WHAT TO DO:
Track down every line below that holds "spot" and copy it.

RECORDS FOR THE TASK:
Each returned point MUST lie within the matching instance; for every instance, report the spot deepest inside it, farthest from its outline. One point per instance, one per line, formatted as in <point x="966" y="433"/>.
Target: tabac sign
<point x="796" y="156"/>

* * *

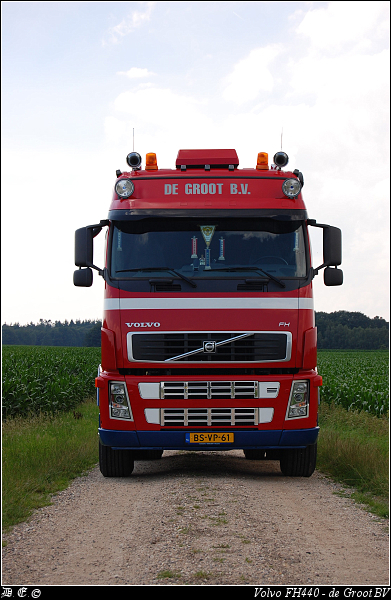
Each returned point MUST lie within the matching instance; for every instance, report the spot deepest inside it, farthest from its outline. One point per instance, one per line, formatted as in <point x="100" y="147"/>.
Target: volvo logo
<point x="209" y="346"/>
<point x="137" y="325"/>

WRITTEN RESPONSE:
Each returned point MUST lie within the matching instance; for every instance, report the spot deepest inside it, farthest from its outline. One point per instance, one per line, formatted as in <point x="966" y="433"/>.
Each returned point MUST lie within the matching instance; for every instance, report the spot deepest inside it, farthest from its outline. One point per instance, one per line, formatted as in <point x="100" y="147"/>.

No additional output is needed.